• WHAT THIS TASK INVOLVES: Any pictures in the records below should be skipped; write out everything else exactly.
——
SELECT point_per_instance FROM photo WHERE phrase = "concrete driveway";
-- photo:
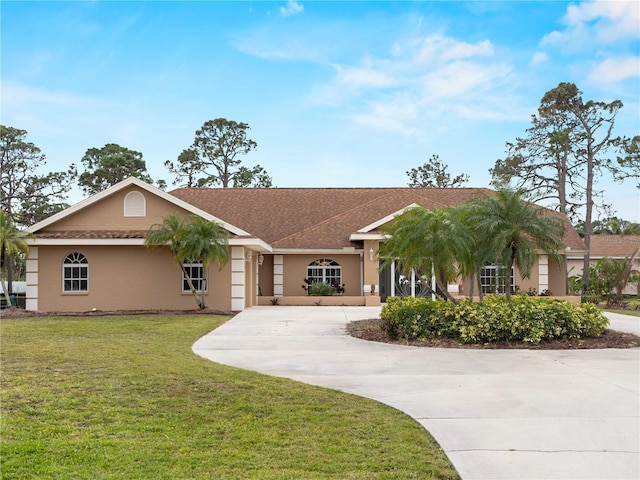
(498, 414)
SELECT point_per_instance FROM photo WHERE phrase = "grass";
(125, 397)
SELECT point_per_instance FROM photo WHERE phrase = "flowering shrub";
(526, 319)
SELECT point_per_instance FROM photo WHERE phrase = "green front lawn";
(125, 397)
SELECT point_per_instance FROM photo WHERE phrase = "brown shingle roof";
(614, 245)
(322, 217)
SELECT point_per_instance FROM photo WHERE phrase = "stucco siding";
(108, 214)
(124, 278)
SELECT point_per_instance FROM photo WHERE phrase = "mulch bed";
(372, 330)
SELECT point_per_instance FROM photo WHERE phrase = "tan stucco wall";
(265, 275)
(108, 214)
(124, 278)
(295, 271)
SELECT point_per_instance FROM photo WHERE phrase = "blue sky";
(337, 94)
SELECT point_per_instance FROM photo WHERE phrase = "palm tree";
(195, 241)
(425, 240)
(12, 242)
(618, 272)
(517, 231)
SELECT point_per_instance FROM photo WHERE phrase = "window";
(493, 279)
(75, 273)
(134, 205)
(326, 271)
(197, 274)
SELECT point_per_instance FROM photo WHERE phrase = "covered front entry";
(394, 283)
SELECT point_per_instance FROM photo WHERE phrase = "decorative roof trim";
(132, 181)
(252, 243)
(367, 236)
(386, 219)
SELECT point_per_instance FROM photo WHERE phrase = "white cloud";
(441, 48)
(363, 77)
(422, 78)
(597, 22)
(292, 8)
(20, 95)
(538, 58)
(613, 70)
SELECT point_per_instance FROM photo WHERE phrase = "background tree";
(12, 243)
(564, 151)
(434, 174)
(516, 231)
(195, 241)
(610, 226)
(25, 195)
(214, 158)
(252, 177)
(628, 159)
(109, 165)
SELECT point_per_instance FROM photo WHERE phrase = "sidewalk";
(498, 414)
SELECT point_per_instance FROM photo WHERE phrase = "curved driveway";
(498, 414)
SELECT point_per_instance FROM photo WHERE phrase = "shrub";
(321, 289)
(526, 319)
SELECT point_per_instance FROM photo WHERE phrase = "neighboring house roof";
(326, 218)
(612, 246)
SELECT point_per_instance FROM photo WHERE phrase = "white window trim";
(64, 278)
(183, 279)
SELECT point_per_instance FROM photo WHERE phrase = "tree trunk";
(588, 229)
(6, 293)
——
• CORRECT ANSWER:
SELECT point_per_instance FROM photo WHERE phrase = "concrete driveway";
-- photo:
(498, 414)
SELECT point_per_instance FROM photo WHERE phrase = "grass";
(125, 397)
SELECT point_per_instance FROM photo WHERE phrase = "flowering shrub";
(526, 319)
SELECT point_per_instance FROM photo WHERE phrase = "green front lawn";
(125, 397)
SELECT point_per_instance FROM photo WHERE phrase = "brown shingle roof";
(614, 245)
(322, 217)
SELECT point_per_instance FROM photo WHERE phrase = "stucco siding";
(108, 214)
(124, 278)
SELECT point_per_instance FROM photo WHERE phrase = "mulch bed";
(372, 330)
SELECT point_per_instance FROM photo WHERE phrase = "tan stucco wall";
(265, 275)
(108, 214)
(124, 278)
(295, 271)
SELECT point_per_instance FROM photo WHERE phrase = "blue sky";
(337, 94)
SELECT point_per_instance FROM photo WHERE phrase = "palm tree";
(195, 241)
(425, 240)
(12, 242)
(618, 272)
(517, 231)
SELECT point_per_instance FROM photo WHERE phrase = "window";
(493, 279)
(75, 273)
(134, 205)
(326, 271)
(197, 274)
SELECT point_per_instance FROM photo WHERE phrase = "covered front entry";
(394, 283)
SELECT point_per_instance FROM photo WHERE phrase = "decorative roof trim";
(132, 181)
(252, 243)
(367, 236)
(386, 219)
SELECT point_per_instance FROM photo WHERE phrase = "white cloud";
(441, 48)
(363, 77)
(422, 78)
(597, 22)
(292, 8)
(20, 95)
(538, 58)
(613, 70)
SELECT point_per_instance FROM photo WHERE phrase = "background tree";
(12, 243)
(564, 151)
(434, 174)
(516, 231)
(195, 241)
(610, 226)
(25, 195)
(214, 158)
(252, 177)
(628, 159)
(109, 165)
SELECT point_per_instance FROM photo WHERE phrase = "sidewalk";
(498, 414)
SELECT point_per_instance FROM photo WHERE phrase = "curved driveway";
(498, 414)
SELECT point_per_instance FROM photo WHERE phrase = "shrub";
(321, 289)
(526, 319)
SELECT point_per_instance FROM photo WHERE phrase = "neighboring house roof";
(326, 218)
(612, 246)
SELECT point_per_instance FROM photo WHERE phrase = "white window trim";
(64, 278)
(183, 279)
SELECT point_per_instance FROM photo WHERE phrase = "tree trunk";
(588, 229)
(6, 293)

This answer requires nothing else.